── RECORD LIST

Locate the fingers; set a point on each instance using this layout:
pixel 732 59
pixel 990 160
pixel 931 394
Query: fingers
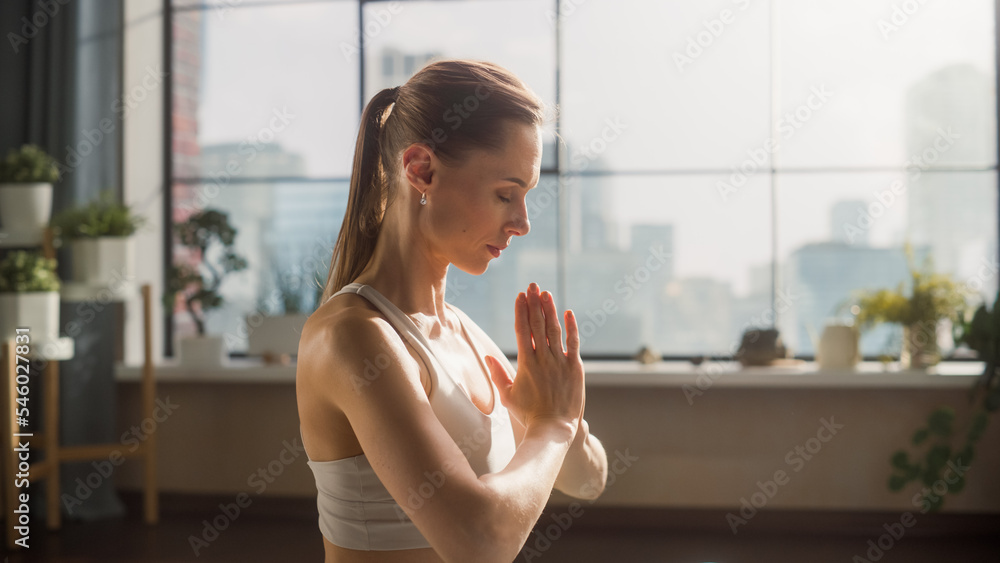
pixel 572 335
pixel 536 320
pixel 552 329
pixel 521 328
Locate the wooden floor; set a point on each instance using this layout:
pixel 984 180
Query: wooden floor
pixel 286 530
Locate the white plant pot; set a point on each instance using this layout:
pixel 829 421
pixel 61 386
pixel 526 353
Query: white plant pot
pixel 37 311
pixel 25 207
pixel 203 351
pixel 277 335
pixel 103 261
pixel 838 348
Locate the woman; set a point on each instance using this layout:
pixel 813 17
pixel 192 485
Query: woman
pixel 423 444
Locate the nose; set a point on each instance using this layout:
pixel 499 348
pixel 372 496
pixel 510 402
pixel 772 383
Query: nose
pixel 520 226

────

## DIRECTIONS FOR THIS TASK
Transcribe every entry word for word, but omit the pictures.

## SOLUTION
Locate the fingers; set a point on each instance using this layout:
pixel 732 59
pixel 990 160
pixel 931 394
Query: fingers
pixel 572 335
pixel 536 320
pixel 552 329
pixel 521 328
Locate the wooden floor; set a point on each instance using this layout:
pixel 984 180
Query: wooden floor
pixel 286 530
Locate the white plant pot; set a point on each instance using this layout:
pixel 829 421
pixel 61 386
pixel 526 353
Query: white plant pot
pixel 37 311
pixel 25 207
pixel 203 351
pixel 277 335
pixel 103 261
pixel 838 348
Locate the woman; set a point on each instance using this layout:
pixel 813 17
pixel 192 485
Query: woman
pixel 423 444
Locate the nose; set a point on each instance using this layout:
pixel 499 348
pixel 372 496
pixel 510 402
pixel 772 383
Query: nose
pixel 520 226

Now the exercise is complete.